╔══

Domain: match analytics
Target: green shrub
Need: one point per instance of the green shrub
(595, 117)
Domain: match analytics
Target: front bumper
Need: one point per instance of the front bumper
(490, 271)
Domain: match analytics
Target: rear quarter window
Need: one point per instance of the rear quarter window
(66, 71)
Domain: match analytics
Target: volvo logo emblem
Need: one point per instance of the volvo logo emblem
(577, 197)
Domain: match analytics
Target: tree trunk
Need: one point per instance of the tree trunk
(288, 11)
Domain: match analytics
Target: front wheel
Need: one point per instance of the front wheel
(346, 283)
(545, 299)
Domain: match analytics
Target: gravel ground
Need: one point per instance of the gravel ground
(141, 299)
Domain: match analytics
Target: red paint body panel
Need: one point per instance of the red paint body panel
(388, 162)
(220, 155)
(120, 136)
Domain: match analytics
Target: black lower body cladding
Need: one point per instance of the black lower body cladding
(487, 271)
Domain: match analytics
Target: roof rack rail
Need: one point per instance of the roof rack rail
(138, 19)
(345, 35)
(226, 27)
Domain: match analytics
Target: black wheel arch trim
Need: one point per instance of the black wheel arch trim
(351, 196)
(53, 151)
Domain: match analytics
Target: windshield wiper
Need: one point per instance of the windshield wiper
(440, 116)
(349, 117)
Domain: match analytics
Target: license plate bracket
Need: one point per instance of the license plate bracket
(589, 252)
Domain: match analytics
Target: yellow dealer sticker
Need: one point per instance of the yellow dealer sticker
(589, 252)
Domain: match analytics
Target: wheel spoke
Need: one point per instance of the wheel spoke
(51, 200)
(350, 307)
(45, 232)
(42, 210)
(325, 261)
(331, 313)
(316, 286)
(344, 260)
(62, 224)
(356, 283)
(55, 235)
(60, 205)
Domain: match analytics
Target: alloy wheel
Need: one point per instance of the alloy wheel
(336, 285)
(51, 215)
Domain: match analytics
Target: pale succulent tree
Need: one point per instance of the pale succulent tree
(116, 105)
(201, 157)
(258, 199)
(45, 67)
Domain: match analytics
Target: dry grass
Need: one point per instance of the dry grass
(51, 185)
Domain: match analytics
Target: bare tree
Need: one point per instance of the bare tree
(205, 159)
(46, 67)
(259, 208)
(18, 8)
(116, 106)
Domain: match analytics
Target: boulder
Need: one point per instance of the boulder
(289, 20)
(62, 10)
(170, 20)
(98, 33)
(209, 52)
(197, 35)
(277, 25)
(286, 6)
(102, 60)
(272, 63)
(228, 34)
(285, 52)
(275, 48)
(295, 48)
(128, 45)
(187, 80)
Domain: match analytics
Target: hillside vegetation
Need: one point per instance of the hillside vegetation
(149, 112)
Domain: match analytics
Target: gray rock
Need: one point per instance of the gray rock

╚══

Copy out the entire listing exactly.

_ANSWER TO THIS EXERCISE:_
Domain: match analytics
Target: green shrub
Need: one point per instance of the green shrub
(595, 117)
Domain: match analytics
Target: front bumper
Need: one point per instance of the front bumper
(490, 271)
Domain: match analytics
Target: rear quarter window
Need: one point per instance of the rear quarter window
(66, 71)
Domain: match analytics
Target: volvo logo emblem
Need: one point per instance of the volvo logo emblem
(577, 197)
Domain: match analytics
Target: tree trunk
Need: one point per instance of the tree trunk
(288, 11)
Domain: match analytics
Target: front wheel
Need: one point per instance of the front wheel
(346, 283)
(545, 299)
Domain: match analytics
Target: gravel ground
Need: one point per instance of the gravel ground
(141, 299)
Domain: match analytics
Target: red paint body panel
Need: one point per instance of the red paint body panel
(388, 162)
(220, 155)
(120, 136)
Domain: match analytics
Target: black lower body cladding
Need: one point per instance of the black lower body cladding
(487, 271)
Domain: match analytics
Target: roof rack rail
Need: one point per instance of the roof rack rail
(138, 19)
(345, 35)
(226, 27)
Domain: match analytics
Target: black wheel arch trim
Need: one point per instance of the black wheel arch trim
(351, 196)
(53, 151)
Domain: match analytics
Target: windshield wiper
Need: one point per instance of the windshield wiper
(440, 116)
(349, 117)
Domain: match analytics
Target: license plate bracket
Need: one point per instance of the license plate bracket
(589, 252)
Domain: match analytics
Target: yellow dealer sticker
Need: one point per instance of the yellow dealer sticker
(589, 252)
Domain: match analytics
Target: wheel spoke
Need: one point per instance of the wheel spoke
(51, 200)
(350, 307)
(45, 232)
(42, 210)
(325, 261)
(331, 313)
(316, 286)
(344, 260)
(62, 224)
(356, 283)
(55, 235)
(60, 205)
Domain: match analytics
Target: alloy wheel
Need: one point per instance of the alloy wheel
(336, 285)
(51, 215)
Domain: match analytics
Target: pale succulent tree
Need: one point per instance of the pale succulent tree
(116, 105)
(201, 157)
(258, 199)
(45, 67)
Domain: match analytics
Target: dry grass
Need: one point per instance of the dry grass
(51, 185)
Domain: match analytics
Target: bare tree
Need: one point per instance of the bare tree
(205, 159)
(46, 67)
(259, 208)
(18, 8)
(116, 106)
Domain: match analytics
Target: boulder
Need: one point per instance of the boulder
(289, 20)
(62, 10)
(170, 20)
(98, 33)
(209, 52)
(197, 35)
(277, 25)
(286, 6)
(102, 60)
(272, 63)
(228, 34)
(285, 52)
(275, 48)
(295, 48)
(128, 45)
(187, 80)
Domain: match analytics
Target: hillside vegetation
Need: one point per instance of the hillside vegetation
(149, 112)
Domain: match analytics
Target: gray rock
Need: one point per instance of the gray rock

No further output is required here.